Location identification entries

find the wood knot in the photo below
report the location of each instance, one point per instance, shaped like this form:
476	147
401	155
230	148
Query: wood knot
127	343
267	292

* * *

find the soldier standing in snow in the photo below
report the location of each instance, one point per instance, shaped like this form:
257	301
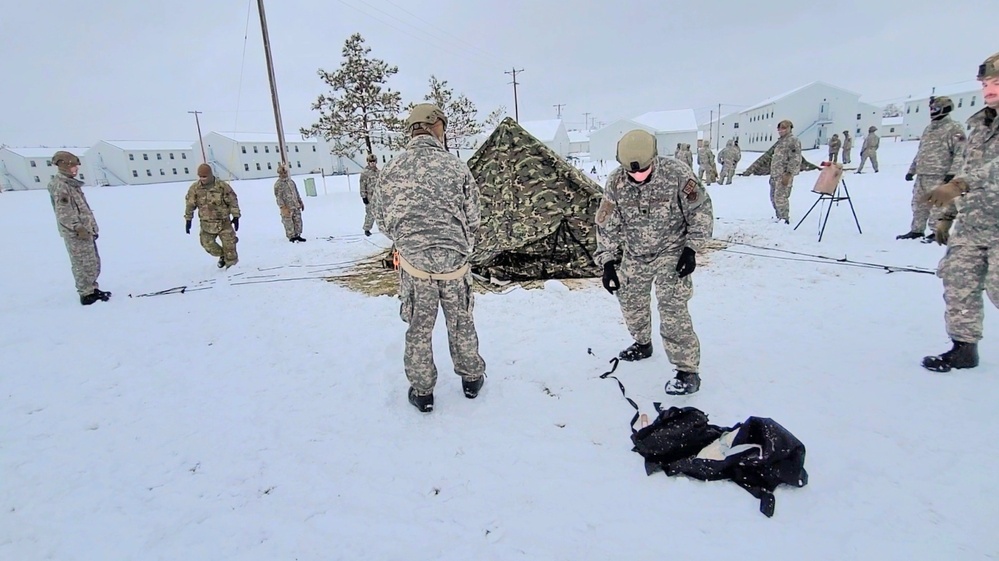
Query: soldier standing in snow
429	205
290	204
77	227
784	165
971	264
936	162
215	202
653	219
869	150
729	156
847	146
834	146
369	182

...

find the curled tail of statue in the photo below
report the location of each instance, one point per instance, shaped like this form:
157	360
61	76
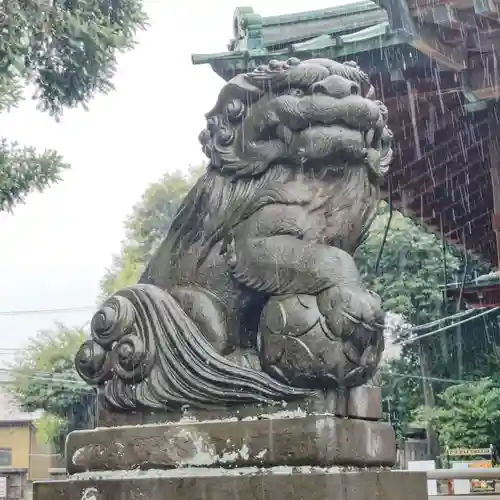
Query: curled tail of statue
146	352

AIM:
List each line of the listing above that contains the string "find". Letter case matters.

TASK RESULT:
find the wood knot in the photo below
find the soldier standing in snow in the photo below
find the curled tail of statue in the photo below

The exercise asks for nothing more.